— Start Data shown —

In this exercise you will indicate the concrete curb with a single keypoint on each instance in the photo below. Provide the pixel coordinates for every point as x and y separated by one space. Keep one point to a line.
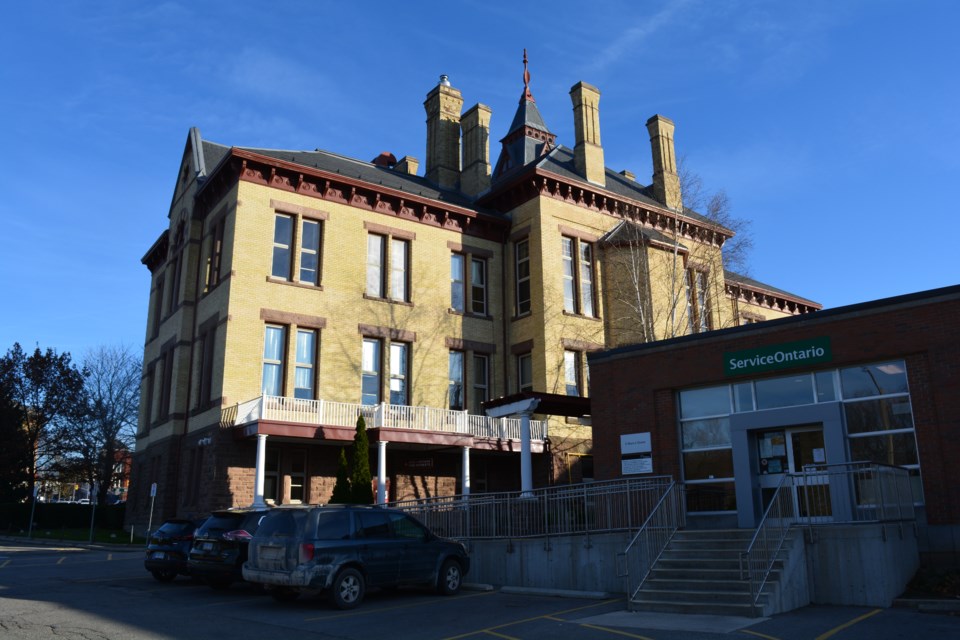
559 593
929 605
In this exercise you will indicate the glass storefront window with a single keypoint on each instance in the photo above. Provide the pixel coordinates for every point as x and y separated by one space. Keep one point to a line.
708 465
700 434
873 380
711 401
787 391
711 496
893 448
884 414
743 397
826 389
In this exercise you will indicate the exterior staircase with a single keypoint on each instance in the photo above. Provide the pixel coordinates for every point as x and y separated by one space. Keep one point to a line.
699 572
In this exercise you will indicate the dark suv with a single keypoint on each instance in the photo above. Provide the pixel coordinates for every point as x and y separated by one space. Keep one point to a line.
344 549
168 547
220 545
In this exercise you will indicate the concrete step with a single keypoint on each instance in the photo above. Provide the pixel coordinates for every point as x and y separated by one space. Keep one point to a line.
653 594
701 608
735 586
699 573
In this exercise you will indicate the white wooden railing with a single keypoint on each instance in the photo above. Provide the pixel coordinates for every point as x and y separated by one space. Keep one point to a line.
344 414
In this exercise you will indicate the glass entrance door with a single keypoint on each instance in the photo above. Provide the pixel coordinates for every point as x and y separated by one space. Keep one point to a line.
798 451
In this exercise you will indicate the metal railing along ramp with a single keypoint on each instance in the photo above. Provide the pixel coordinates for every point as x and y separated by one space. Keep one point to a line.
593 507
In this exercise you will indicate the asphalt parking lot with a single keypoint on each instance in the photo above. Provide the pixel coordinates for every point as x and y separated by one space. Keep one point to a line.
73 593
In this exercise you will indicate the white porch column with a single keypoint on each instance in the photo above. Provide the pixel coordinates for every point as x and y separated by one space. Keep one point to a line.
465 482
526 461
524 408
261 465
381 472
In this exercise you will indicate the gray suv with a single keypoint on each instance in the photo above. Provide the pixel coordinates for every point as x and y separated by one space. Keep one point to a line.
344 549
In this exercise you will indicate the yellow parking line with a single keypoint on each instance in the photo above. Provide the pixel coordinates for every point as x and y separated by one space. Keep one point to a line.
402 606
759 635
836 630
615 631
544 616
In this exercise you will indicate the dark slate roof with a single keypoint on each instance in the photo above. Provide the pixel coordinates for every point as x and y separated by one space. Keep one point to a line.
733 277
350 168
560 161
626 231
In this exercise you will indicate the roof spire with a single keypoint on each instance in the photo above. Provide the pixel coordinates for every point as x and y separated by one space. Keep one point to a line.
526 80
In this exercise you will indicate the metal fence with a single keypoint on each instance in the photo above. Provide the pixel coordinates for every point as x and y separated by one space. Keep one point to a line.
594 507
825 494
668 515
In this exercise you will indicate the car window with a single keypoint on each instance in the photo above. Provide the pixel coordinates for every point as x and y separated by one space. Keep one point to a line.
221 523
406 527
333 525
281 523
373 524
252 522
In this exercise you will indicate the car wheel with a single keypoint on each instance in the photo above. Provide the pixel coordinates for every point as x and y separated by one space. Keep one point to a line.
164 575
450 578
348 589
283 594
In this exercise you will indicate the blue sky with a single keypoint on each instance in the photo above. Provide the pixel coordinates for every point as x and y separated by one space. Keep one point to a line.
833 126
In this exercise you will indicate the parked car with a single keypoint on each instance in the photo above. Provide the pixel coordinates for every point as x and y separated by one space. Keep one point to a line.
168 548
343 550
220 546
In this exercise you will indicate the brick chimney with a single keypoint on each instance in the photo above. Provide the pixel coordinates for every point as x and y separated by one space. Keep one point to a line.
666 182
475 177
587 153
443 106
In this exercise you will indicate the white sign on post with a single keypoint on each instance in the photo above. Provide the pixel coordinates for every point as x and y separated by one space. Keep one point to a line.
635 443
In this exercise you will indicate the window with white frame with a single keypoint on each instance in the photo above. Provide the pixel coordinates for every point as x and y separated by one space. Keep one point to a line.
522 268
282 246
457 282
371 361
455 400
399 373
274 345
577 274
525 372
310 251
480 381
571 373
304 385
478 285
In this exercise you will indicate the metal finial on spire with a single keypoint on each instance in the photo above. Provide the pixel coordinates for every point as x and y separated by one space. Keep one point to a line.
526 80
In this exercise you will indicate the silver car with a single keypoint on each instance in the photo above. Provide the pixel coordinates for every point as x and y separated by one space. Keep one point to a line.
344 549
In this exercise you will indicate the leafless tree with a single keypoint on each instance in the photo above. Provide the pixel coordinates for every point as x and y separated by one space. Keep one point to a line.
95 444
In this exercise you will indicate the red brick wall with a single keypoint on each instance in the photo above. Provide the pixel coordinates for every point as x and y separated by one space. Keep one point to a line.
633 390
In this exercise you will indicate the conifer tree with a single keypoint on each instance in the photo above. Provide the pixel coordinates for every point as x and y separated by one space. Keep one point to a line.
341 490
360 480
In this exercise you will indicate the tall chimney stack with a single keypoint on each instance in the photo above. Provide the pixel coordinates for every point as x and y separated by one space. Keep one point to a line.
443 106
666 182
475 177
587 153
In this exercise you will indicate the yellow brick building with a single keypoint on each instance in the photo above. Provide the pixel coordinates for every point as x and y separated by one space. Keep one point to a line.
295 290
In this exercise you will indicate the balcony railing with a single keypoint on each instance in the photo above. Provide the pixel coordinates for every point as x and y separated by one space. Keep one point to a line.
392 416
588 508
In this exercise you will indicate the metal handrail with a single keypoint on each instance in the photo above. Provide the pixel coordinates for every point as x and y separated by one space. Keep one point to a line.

— End Data shown —

Beginning with the line that contains "In this exercise you will indicate the tall", repeat every line through the end of the records and nothing more.

In this exercise you will indicate the tall chimney stack with a single keypoint on each instance in the photo above. Provide the pixel coordinates for every point as x and y separated by one space. Keep one point to a line.
443 106
666 182
475 177
587 153
In this exercise you will indicate the yellow brick building with a single keypoint on each instance in the photo above. Provide the pixel coordinates for every point as x and y separated by one space. Keep one point to a line.
295 290
In this exercise you will indicate the balcony railing with a single keypoint on each instance in the photo above. Provide the pixel coordinates for every point as x and y separated by one space. Keep one point to a line.
392 416
588 508
In this exercise you will indicate the metal handrail with a single keypoint on each instance in the photo above. Provide the pixel coordinates for every point as x and y separated by one space. Keep one point to a line.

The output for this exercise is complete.